**Activity**
Print each entry exactly, all the way through.

**Extracted entries**

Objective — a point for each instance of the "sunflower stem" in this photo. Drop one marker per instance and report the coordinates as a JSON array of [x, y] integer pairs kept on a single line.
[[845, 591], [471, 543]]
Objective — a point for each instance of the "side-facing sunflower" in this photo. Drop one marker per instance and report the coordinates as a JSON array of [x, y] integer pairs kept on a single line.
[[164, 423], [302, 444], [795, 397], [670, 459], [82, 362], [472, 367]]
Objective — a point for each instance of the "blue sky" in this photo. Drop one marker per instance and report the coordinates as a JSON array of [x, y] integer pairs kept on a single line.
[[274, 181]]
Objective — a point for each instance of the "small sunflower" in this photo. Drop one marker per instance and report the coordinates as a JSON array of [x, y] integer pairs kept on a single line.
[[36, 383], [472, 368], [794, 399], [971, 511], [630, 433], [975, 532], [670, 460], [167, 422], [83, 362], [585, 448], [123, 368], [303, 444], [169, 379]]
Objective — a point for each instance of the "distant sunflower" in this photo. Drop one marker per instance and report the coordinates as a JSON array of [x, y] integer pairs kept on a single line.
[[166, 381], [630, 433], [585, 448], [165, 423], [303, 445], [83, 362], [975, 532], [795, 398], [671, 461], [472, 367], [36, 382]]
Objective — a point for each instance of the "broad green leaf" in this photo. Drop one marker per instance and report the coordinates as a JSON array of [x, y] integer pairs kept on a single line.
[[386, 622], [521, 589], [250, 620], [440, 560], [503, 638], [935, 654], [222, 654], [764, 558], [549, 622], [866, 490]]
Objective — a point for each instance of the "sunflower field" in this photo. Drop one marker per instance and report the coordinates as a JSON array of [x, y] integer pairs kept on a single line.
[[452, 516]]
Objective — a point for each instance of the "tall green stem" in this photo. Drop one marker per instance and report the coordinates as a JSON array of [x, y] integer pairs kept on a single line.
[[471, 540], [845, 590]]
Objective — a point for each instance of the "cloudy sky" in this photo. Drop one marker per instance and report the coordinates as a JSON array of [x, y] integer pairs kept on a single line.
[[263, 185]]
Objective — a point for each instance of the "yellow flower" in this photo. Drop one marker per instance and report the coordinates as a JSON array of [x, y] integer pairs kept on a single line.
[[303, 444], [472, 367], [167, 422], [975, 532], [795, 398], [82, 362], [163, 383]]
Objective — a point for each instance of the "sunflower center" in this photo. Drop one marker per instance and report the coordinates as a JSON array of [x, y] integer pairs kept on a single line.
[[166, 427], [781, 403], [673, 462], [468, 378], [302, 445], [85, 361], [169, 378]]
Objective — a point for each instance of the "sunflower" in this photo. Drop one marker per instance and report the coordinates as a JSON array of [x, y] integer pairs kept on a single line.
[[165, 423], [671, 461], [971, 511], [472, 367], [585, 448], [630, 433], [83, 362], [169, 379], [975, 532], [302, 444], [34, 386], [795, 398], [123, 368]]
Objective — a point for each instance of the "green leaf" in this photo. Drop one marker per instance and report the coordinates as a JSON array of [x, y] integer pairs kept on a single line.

**Result of this exercise**
Objective — a point for each instance of the "sunflower stem" in this photo. Drop one marker per instance and report the coordinates as a JSON array of [x, y] integer pairs kept on a single line.
[[845, 591], [471, 543]]
Objective — a point for each instance of the "side-facing sunflower" in this photo. Drop one marker per instance and report the coordinates as a JSON array of [x, y] integer pairs kept on a single line.
[[164, 423], [302, 444], [795, 397], [670, 459], [82, 362], [472, 367]]
Objective — a point for each instance of the "blue sky" in this photo. Drop one marker per instance and report the coordinates as a JSON array of [x, y] integer pairs kept on a single line.
[[274, 181]]
Objective — a point for each instance of the "small sunflower" in this photo. Drop one marker per instance and report the coordinates as a JSON array of [x, y] integer pairs kept on a single line.
[[36, 383], [472, 368], [794, 399], [971, 511], [630, 433], [975, 532], [670, 460], [167, 422], [83, 362], [585, 448], [123, 368], [303, 444], [169, 379]]
Objective — a point for each instance of the "distant sunflower" in this photo. Drop one marker per instance and report the coordinates as a JSON array of [x, y] integer pairs kept on a single line.
[[166, 381], [630, 433], [585, 448], [165, 423], [303, 445], [83, 362], [975, 532], [795, 398], [671, 461], [472, 367], [36, 382]]
Objective — a point for each instance of the "broad green leaf" in this photo. Drop one marker per instance and report the coordinates as a JSON array of [x, y] integer pairs kept on a single line.
[[386, 622], [521, 589], [250, 620], [440, 560], [503, 638], [935, 654], [222, 654], [764, 558], [549, 622], [866, 490]]
Objective — a point for each instance of the "sunflower field" in this photo. Drop one marker per instance and report the coordinates as a JSON array of [x, y] integer pairs kept on a single line.
[[452, 516]]
Objective — a point for each instance of the "tall green stem" in this photo. Drop one marker per instance and report the coordinates as a JSON array of [x, y] integer pairs kept on a single line.
[[471, 540], [845, 590]]
Objective — a point for each instance of the "cloudy sky" in this photo. Drop one marker per instance and report the coordinates as a JSON array of [x, y] integer pairs kept on a single line.
[[263, 185]]
Objective — a point for each instance of the "yellow flower" in this photo. Drop one marker per instance and report the coordinates as a JSON array of [x, y] integer pairs kept on a single line.
[[303, 444], [472, 367], [167, 422], [975, 532], [795, 398], [82, 362], [163, 383]]
Objective — a point for each instance of the "sunflower center" in this photo. Drop one marker per instance and report the coordinates as a JSON array of [x, y] integer pairs kept on a single line.
[[166, 427], [781, 403], [673, 462], [468, 378], [302, 445], [85, 361], [169, 378]]
Objective — a point for each instance of the "sunflower" in this photo. Drop one marker per instance and report the coordinates as a JSON array of [x, y] integer pairs kept on a single line.
[[165, 423], [671, 461], [971, 511], [472, 367], [585, 448], [630, 433], [83, 362], [169, 379], [975, 532], [302, 444], [34, 386], [795, 398], [123, 368]]
Objective — a point for each instance of the "green leaf" in this photo. Drop one marker per instance and report the coordinates as a JSON array of [x, y] integer pairs kept on a single line.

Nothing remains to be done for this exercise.